**TEXT TO READ**

━━━━━━━━━━

PABSE & Public activity
Ivchenko actively participated in the 46th, 48th, 49th and 50th sessions of the Parliamentary Assembly of the Black Sea Economic Cooperation.

Public activity
In 2015 he was a member of the executive committee of Ukrainian Football Federation.
In 2012 to 2014 he was a member of the working group on agricultural markets at the Ministry of Agricultural Policy
From 2010 to 2014, he served as deputy of the City Council of Bila Tserkva, Kyiv Oblast.
2005 — a member of the Ukraine - NATO  meeting (Vilnius). 
2004 — a member of the Latvian Youth Seminar (Liepaja, Latvia). 
2000 — a member of the Danish youth seminar (Alborg, Denmark).
1999 — a Chairman of the Ukrainian Youth Delegation at the 45th General Atlantic Treaty Association (Strasburg).
From 1998 to 2001 — a Vice-President of the Youth Organization — «Euroclub» at Kyiv Humanity Institute.
From 1999 to 2001 — Chairman of the Youth Forum АРУ. 
In 1997 — a member of Atlantic Council of Ukraine.

Legislative work
Vadym Ivchenko is the author and co-author of a number of important legislative bills for Ukraine, which became laws:
 - to stimulate the establishment and operation of the family farms;
 - to bring the legislation in the field of seeding and sending nurseries, so that they could function in line with European and international requirements;
 - to reduce the administrative burden; and many more.

Business
An active supporter of pro-environmental policies, eco-friendly resources and renewable energy, Ivchenko implements his personal views and beliefs not only in politics but also in business. He’s involved at the executive level in several enterprises that produce green energy, such as BC SOLAR LLC and ECO-ENERGY LDN LLC as well as the founder of the farm AGRO-CITY.

Early life & Private life
Vadym Ivchenko grew up in a military family. His father Ivchenko Evgeny Ivanovych was born in Karaganda, Kazakhstan and was a Soviet Army Colonel. The family moved a lot, as a result of their service duty. Being born in Usuriisk, USSR, where his father was stationed at the time, Vadym spent his formative years living and going to school in Primorskiy Krai, USSR, then in Grozny, Chechnia and finally moving to Uzyn, Ukraine. His father taught him army discipline, strong will, respect, honor, loyalty and devotion to country and duty. His mother Plishakova Liudmyla Mykolaivna born in Sibirtsevo, Primorsky Krai, USSR, was a military economist and accountant, she taught him order and love towards his studies.

━━━━━━━━━━

Named region outline rows
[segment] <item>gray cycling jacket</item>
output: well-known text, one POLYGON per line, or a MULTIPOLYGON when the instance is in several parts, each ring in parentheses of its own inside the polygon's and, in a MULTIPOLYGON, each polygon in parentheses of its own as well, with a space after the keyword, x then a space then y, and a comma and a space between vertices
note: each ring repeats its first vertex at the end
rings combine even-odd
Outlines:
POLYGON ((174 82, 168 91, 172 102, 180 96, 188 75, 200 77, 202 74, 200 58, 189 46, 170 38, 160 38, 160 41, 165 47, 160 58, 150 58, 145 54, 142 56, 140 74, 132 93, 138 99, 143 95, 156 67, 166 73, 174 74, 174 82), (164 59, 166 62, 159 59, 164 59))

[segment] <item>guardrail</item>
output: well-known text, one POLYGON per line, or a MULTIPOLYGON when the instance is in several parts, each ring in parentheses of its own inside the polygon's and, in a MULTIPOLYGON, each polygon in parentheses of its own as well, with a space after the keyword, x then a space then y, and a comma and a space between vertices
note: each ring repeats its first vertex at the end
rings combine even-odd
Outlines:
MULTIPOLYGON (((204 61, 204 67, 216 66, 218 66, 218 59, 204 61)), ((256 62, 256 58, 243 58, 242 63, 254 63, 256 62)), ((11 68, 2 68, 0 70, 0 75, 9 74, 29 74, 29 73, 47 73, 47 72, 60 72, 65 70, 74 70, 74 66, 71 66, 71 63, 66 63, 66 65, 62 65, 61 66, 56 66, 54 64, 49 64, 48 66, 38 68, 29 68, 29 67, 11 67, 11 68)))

━━━━━━━━━━

**REQUIRED WORK**
1 > According to the Vadym Ivchenko biography, which city council did he serve on as a deputy from 2010 to 2014?
2 > In the Vadym Ivchenko biography, turn the paragraph beginning "An active supporter of pro-environmental policies" into a short bulleted list that keeps its main facts.
3 > Extend the Vadym Ivchenko biography, picking up right after its final sentence.

**ANSWERS**
1 > The City Council of Bila Tserkva, Kyiv Oblast.

2 >
- Supports pro-environmental policies, eco-friendly resources and renewable energy
- Applies these views in both politics and business
- Works at the executive level in green energy enterprises, including BC SOLAR LLC and ECO-ENERGY LDN LLC
- Founded the farm AGRO-CITY

3 >
Vadym Ivchenko is a master of the sport of boxing.

Amongst Ivchenko's hobbies are tennis, surfing, yachting and all kinds of sports activities. He also enjoys free fall parachute jumps and travel. Ivchenko reads extensively and enjoys trying and learning new things. He has remained professionally devoted to boxing and supported boxing initiatives throughout his life. He is married with two children.

Sports supporter
 Vadym Ivchenko is a master of boxing and an active sports lover. He was one of the sponsors of the first ever Ukrainian official award ceremony of the Kyiv Regional Boxing Federation.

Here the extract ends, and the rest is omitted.